**Goal**: Transcribe all of the records below word for word, and leave the pictures out of your answer.
— START OF Data shown —
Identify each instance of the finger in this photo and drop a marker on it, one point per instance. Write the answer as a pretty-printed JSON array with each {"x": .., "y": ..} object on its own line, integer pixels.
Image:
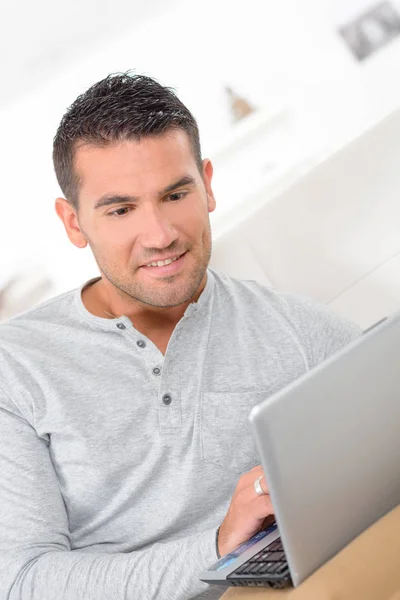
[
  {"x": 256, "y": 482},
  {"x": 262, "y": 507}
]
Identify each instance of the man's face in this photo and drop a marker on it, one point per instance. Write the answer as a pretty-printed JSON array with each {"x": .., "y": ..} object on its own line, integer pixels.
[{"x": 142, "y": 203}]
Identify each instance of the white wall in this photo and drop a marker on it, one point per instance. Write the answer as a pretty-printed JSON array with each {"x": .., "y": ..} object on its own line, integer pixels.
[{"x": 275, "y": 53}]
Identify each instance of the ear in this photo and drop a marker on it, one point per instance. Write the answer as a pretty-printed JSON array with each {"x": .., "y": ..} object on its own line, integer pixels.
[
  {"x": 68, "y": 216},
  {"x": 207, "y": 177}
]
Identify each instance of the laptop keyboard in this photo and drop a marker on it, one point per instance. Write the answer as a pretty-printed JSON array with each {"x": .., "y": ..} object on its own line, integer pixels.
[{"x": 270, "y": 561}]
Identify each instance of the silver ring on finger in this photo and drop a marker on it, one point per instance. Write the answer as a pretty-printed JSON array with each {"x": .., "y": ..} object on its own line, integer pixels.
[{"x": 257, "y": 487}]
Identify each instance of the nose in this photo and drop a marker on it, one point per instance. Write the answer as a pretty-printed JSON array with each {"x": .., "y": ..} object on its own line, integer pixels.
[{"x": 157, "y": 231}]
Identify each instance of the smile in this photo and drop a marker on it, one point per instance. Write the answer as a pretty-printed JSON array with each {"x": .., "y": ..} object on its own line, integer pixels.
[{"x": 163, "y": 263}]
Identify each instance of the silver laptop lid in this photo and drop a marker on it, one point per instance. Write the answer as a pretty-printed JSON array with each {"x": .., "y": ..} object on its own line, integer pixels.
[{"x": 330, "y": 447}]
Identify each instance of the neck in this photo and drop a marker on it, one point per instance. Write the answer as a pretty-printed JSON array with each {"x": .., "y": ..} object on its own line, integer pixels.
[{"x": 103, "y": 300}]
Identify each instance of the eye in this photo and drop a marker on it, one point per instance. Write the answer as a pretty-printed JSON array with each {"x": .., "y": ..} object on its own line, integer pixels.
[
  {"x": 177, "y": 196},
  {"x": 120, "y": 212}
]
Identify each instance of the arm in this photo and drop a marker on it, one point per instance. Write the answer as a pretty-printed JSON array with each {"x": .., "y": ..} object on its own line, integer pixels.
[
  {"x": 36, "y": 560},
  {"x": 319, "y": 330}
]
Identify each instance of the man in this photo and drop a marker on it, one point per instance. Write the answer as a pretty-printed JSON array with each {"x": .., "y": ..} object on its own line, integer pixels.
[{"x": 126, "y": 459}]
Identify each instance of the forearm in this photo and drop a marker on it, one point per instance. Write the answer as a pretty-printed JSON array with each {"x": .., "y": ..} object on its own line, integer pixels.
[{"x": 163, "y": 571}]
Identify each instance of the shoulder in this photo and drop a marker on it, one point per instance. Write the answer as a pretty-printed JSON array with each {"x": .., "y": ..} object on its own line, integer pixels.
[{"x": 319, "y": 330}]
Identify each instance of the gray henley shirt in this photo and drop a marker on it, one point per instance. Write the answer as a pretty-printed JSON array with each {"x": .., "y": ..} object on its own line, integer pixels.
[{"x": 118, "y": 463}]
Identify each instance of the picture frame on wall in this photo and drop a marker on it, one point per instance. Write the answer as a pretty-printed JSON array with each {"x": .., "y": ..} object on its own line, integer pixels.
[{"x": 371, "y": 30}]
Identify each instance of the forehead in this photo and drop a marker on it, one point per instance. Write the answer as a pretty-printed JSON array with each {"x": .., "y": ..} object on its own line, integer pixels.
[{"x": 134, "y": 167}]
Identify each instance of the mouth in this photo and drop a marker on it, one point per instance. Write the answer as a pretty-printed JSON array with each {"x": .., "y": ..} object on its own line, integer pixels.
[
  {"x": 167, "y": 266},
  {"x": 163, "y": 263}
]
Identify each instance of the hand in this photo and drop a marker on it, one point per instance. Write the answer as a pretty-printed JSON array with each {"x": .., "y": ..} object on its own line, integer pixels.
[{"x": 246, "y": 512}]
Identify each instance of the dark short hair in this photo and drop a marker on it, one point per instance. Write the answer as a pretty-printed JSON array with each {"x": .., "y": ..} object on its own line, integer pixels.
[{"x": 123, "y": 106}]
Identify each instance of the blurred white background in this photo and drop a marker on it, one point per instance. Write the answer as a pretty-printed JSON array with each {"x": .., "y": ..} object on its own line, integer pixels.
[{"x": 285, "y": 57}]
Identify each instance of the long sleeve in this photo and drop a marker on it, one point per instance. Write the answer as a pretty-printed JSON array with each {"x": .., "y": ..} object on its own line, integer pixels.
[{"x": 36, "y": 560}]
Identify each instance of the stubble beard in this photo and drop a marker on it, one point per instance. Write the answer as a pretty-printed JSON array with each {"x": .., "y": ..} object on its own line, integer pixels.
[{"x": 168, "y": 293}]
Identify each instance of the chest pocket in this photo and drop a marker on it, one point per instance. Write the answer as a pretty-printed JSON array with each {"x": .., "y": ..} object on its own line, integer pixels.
— END OF Data shown —
**Response to this task**:
Identify each instance of the finger in this photo and drop a marker on it, one point per instance. Write the answer as a pretty-printed JSON array with each {"x": .., "y": ..} object on its own line, integer pixels.
Image:
[
  {"x": 256, "y": 482},
  {"x": 262, "y": 507}
]
Identify each instance of the man's face in this photo and drop a marker on it, one point per instance. Write the answer as a pretty-printed JSON array with each {"x": .., "y": ..} object on its own line, integer pixels.
[{"x": 142, "y": 203}]
Identify each instance of the white wall in this photo and drop a marker on it, one point per instance. Write the answer as a pretty-printed JSON array with each {"x": .., "y": ..} object on its own line, integer pixels.
[{"x": 275, "y": 53}]
Identify each instance of the ear in this photo and drop a marker on it, one point per instance. Write the answer as a pretty-printed JSON array with each {"x": .., "y": ..} object on its own line, integer pixels.
[
  {"x": 68, "y": 216},
  {"x": 207, "y": 177}
]
Identify each instance of the laptop keyboard in this photo and drop a marker on it, one point per instance. Write the answer as a pretty-printed JSON array with each {"x": .., "y": ..} object on its own line, integer pixels.
[{"x": 270, "y": 561}]
Identify each instance of the silver ring on finger in this photo and drop a marker on it, one point per instance. Write the answer as a pretty-printed JSON array with each {"x": .., "y": ..} object on its own line, integer pixels.
[{"x": 257, "y": 487}]
Identify each instance of the nose in this photo and drop a marker on it, one point per instance. Write the answer as a pretty-printed JSON array with each {"x": .., "y": ..} object on its own line, integer pixels.
[{"x": 157, "y": 231}]
Identify each instance of the smile in this photo and drop a marker on it, one point per instance. Write the answer as a pretty-printed JSON array with each {"x": .., "y": ..} object on its own line, integer pixels.
[{"x": 163, "y": 263}]
Identify each instance of the silver laptop lid in this photo and drop a marker on it, one point per instance. Write the answer as a pretty-printed JSON array with each {"x": .., "y": ..} object on its own line, integer pixels.
[{"x": 330, "y": 447}]
Identify each instance of the neck in this photo and drop a marker on it, one point per instance. Write the answer as a pretty-printed JSON array with each {"x": .., "y": ..} object on its own line, integer pixels.
[{"x": 103, "y": 300}]
Identify each instance of the eye in this photo and drop a marker on it, one point per instance. Write the answer as a pretty-printed JSON array with each {"x": .., "y": ..} object on its own line, integer pixels.
[
  {"x": 177, "y": 196},
  {"x": 120, "y": 212}
]
Identify each instance of the arm in this photo and drop a marker on it, one point per instance. Write the answer as a pretty-printed JSON array with each {"x": .., "y": ..} object on its own line, integer pixels.
[
  {"x": 36, "y": 560},
  {"x": 319, "y": 330}
]
Identify each instance of the man in this photo and drop a marker on it, one point per instance. Write the answer as a pretty-printed JSON array with each {"x": .., "y": ..} object on its own line, integer pixels.
[{"x": 126, "y": 459}]
Identify each instance of the forearm in this photo and drop a marker on it, one point per instance. Write the answer as a pretty-printed JSON array with each {"x": .., "y": ..} object on its own line, integer pixels.
[{"x": 163, "y": 571}]
Identify each instance of the shoulder in this photo and drop a marker on it, one point per instance. Write the answer as a pretty-printed JSON array with each {"x": .., "y": ..} object on its own line, integer pixels.
[{"x": 319, "y": 330}]
Identify each instance of the gray henley shirt in this photo and drop a marker on it, one point per instance. Write the answer as a pretty-printed JSON array with each {"x": .., "y": ..} object on its own line, integer pixels.
[{"x": 118, "y": 463}]
Identify each instance of the picture frame on wall in this photo and drop a marker on it, one point per instance. Write the answer as a pretty-printed JSON array with each {"x": .., "y": ..} object on its own line, integer pixels.
[{"x": 371, "y": 30}]
Identify each instance of the forehead in this photo and drop a marker on it, one point per instance. Write the answer as a pretty-printed JSON array with each {"x": .., "y": ..} object on its own line, integer pixels.
[{"x": 134, "y": 167}]
Identify each instance of the mouth in this photo and drop a marker on it, one point per instance. Write the answer as a pretty-printed JSON array with each {"x": .., "y": ..} object on its own line, integer pixels.
[
  {"x": 167, "y": 266},
  {"x": 163, "y": 263}
]
Identify each instance of the hand in this photo and drop a marker on it, one point per instance. Write the answer as a pretty-printed JSON array with each {"x": .., "y": ..} object on its own line, integer pixels.
[{"x": 246, "y": 512}]
Identify each instance of the dark short hair in this photo and drop a marker on it, one point per instance. Write the answer as a pretty-printed JSON array with each {"x": .., "y": ..} object on its own line, integer pixels.
[{"x": 123, "y": 106}]
Identify each instance of the blurred white background in this photo and drop a marker on it, one point per instance. Write the answer as a pretty-printed JSON array with each {"x": .., "y": ..} object on its own line, integer pixels.
[{"x": 285, "y": 57}]
Identify each instance of the long sleeve in this photo and drop a marker on it, one point per instance. Write the answer as a pretty-printed JSON array with each {"x": .., "y": ..} object on its own line, integer pixels.
[{"x": 36, "y": 560}]
Identify each instance of the stubble beard in this photo and drop a marker on it, one point per instance. Write the answer as a pretty-printed JSON array with each {"x": .., "y": ..} object on its own line, integer pixels.
[{"x": 168, "y": 293}]
Identify each instance of the chest pocket in this photo and drop a marker on it, one point per instance. Write the answer as a pretty-printed JSON array with each {"x": .., "y": ..} object on its own line, integer pixels.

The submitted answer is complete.